■ Tasks for this exercise:
(a) According to the Felsenmeer text, what kind of rock forms the Felsenmeer landscape?
(b) Reproduce the Felsenmeer text from "Alternatively, you can" up to and including "other hiking trails.".

■ Text:
The Felsenmeer – The Sea of Rocks in the Odenwald

The Felsenmeer – The Sea of Rocks in the Odenwald

I was about 10 years old when I went on a school trip to the Felsenmeer (German for sea of rocks) in the Odenwald. It was the first and only time I saw this place. I remember how fascinated I was climbing over the rocks, even though at the same time I did not understand how magical these rocks really are. More than two decades later I returned. Armed with my camera and eager to learn more about the sea of rocks.

How to Get to The Felsenmeer

For the hike in the Felsenmeer you have to travel to Lautertal in the Odenwald and there you have to go to the information center Informationszentrum Felsenmeer. This is an ideal starting point for the hike. The best way to get there is by car. At the information center, there is a paid parking lot where you can leave your car while doing the hike.

Alternatively, you can park on the Felsberg – the top of the mountain above the Felsenmeer – free of charge. Next to the restaurant Ada’s Buka you can leave your car in a car park and either walk downhill to the Felsenmeer or uphill to other hiking trails.

Wegweiser im Felsenmeer auf dem Felsberg

 

The Felsenmeer

The Felsenmeer is located above Lautertal-Reichenbach in the Odenwald on a mountain called Felsberg (German for mountain of rocks). It is a rocky landscape of dark grey quartz diorite. The Romans already used the Felsenmeer for stone extraction. This tradition was later continued by local stonemasons. Today this so-called “Felsberg granite” is no longer mined.

Das Felsenmeer im Odenwald

The Felsenmeer has become a popular recreation area and destination for hikers, which also makes children’s hearts beat faster and is, therefore, suitable for trips with the whole family.

■ Extracted records:
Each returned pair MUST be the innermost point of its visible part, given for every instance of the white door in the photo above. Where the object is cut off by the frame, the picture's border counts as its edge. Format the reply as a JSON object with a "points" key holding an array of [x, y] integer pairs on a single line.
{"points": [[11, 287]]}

--

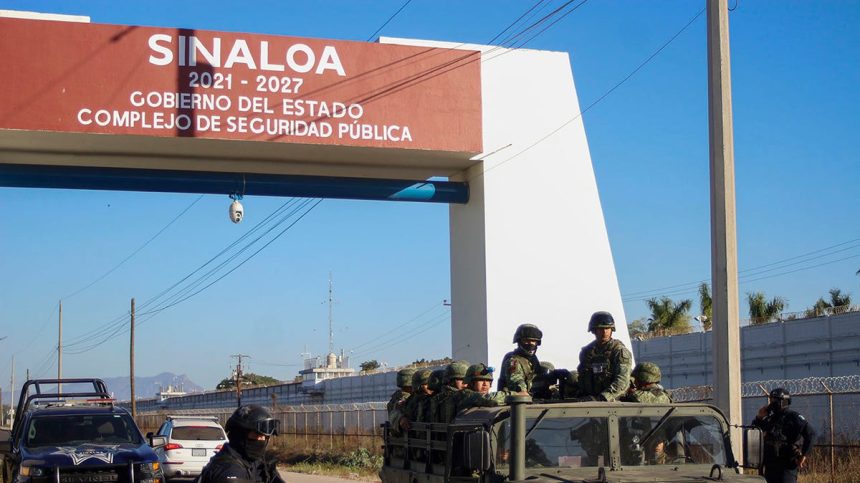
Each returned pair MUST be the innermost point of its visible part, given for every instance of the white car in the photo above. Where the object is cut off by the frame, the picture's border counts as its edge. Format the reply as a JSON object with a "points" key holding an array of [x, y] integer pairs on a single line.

■ Task-by-task answers:
(a) Dark grey quartz diorite.

(b)
Alternatively, you can park on the Felsberg – the top of the mountain above the Felsenmeer – free of charge. Next to the restaurant Ada’s Buka you can leave your car in a car park and either walk downhill to the Felsenmeer or uphill to other hiking trails.